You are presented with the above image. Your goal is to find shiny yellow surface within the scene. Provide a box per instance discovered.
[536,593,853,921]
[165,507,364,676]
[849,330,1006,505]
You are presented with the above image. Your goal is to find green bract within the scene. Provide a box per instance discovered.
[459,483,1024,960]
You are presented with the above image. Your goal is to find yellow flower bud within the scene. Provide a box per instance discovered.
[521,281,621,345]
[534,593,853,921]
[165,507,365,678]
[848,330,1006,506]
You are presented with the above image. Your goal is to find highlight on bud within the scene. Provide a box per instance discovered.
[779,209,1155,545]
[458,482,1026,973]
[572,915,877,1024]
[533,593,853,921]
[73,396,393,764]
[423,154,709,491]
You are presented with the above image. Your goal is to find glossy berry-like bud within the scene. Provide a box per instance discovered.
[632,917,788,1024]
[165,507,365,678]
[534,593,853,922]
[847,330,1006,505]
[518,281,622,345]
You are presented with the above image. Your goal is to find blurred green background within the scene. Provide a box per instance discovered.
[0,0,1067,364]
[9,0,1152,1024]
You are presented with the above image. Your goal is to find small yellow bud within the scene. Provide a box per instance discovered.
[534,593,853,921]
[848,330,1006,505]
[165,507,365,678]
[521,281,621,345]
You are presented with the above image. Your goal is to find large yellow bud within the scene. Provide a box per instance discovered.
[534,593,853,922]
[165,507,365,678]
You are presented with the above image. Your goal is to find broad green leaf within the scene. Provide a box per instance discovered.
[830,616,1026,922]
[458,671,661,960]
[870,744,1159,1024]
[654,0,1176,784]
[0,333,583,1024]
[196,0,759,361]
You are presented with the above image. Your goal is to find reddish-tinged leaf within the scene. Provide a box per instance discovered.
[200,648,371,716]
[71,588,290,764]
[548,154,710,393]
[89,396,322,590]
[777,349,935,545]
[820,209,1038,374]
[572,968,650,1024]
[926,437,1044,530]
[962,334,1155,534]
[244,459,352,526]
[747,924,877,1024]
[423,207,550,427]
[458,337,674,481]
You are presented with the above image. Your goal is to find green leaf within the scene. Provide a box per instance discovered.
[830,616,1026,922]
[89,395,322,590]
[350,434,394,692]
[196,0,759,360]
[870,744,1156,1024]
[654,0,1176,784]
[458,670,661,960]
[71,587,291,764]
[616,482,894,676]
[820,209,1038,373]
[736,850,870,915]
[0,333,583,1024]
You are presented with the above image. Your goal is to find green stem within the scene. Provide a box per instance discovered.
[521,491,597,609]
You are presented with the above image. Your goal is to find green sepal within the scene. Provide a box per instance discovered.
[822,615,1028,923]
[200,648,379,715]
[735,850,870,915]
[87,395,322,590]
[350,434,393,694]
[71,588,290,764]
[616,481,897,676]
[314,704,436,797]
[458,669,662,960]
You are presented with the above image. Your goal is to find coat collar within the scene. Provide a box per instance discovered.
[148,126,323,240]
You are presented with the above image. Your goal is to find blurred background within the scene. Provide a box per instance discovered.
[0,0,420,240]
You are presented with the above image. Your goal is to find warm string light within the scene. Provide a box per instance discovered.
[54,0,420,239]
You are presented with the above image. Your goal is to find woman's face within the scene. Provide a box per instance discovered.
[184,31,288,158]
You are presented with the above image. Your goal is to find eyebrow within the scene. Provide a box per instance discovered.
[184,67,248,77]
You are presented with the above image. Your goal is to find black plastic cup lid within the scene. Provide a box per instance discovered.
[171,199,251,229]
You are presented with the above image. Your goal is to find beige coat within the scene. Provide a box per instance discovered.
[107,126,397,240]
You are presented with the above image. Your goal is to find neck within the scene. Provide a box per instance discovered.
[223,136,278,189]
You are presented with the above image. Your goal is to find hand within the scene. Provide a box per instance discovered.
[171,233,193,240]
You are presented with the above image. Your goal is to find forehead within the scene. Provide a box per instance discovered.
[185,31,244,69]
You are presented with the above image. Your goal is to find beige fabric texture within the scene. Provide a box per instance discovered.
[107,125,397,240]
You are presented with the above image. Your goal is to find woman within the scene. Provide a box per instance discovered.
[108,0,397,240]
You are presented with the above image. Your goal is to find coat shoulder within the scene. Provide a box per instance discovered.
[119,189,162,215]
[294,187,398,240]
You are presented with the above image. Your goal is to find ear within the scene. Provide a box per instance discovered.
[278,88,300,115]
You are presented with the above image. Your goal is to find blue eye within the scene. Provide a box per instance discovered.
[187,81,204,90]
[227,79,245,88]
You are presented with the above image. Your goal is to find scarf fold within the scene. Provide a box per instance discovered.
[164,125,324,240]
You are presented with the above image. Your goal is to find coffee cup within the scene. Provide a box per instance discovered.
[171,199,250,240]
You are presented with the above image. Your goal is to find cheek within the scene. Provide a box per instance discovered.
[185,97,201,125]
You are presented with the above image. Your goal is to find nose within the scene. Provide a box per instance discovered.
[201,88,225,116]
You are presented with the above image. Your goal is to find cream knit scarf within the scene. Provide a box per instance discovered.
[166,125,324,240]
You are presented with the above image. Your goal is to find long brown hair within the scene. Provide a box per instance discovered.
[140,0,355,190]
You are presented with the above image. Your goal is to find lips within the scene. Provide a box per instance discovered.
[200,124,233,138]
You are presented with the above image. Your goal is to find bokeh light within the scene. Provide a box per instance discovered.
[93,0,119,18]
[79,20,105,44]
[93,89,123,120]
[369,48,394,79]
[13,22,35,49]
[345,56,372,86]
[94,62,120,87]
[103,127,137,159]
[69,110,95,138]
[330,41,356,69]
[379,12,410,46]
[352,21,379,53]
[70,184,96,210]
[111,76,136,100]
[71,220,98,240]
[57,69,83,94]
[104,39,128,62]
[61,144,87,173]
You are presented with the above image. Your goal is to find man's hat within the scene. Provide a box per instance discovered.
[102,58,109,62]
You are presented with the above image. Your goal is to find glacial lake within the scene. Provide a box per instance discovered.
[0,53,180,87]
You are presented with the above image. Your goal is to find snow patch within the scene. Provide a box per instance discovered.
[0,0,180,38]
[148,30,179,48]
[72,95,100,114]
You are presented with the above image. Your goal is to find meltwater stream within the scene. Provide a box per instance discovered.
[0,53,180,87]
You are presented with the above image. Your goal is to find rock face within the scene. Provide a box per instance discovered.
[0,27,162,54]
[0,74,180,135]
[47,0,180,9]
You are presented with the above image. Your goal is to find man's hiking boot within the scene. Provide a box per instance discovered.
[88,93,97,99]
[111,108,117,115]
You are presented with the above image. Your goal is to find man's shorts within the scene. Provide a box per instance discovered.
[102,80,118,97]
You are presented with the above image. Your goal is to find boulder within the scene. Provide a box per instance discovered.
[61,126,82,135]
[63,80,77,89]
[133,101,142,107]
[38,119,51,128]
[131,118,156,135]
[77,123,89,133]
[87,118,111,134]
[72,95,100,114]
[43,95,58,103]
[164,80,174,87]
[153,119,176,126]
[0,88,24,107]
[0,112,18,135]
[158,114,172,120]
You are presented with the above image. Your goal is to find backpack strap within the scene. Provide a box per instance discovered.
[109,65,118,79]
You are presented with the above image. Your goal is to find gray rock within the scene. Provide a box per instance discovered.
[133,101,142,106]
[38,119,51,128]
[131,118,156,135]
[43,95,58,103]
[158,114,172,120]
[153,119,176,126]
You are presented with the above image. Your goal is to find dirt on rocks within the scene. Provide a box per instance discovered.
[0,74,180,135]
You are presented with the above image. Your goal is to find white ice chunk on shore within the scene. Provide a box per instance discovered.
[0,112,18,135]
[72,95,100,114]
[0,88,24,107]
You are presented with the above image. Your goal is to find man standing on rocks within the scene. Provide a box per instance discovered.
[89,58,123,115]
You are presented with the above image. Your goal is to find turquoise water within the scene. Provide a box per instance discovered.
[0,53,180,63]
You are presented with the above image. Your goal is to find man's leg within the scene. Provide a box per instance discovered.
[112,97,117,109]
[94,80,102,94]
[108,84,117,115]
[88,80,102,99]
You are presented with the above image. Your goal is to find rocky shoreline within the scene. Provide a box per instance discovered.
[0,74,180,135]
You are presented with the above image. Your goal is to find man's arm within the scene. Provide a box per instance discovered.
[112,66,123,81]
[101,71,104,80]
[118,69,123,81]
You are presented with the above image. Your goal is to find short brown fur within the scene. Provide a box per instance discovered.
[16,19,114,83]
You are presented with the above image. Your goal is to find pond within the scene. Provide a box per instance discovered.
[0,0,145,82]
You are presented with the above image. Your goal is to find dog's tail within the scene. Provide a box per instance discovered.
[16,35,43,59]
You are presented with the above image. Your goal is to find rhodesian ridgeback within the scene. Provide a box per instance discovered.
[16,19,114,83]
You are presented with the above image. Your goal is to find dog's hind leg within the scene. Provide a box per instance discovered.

= = = = =

== WRITTEN EXERCISE ==
Arrange the rows above as a JSON list of strings, one string per line and no blank lines. Cover the lines from the one containing "to find short" up to and including the last line of the rows.

== ANSWER TO THE TASK ==
[
  "You are presented with the above image. Your goal is to find short brown fur within the scene. Provide a box per instance discovered.",
  "[16,19,114,83]",
  "You are presented with the above image. Your goal is to find pond within the scene. Provide a box per instance discovered.",
  "[0,0,145,82]",
  "You are presented with the above image. Your goal is to find dog's tail within the scene. Provide a box per instance discovered.",
  "[16,35,43,59]",
  "You are presented with the above image. Your goal is to find rhodesian ridgeback within the scene. Provide a box per instance discovered.",
  "[16,19,114,83]",
  "You are presented with the above image. Your goal is to find dog's hind leg within the scene. Provide a box per instance discovered."
]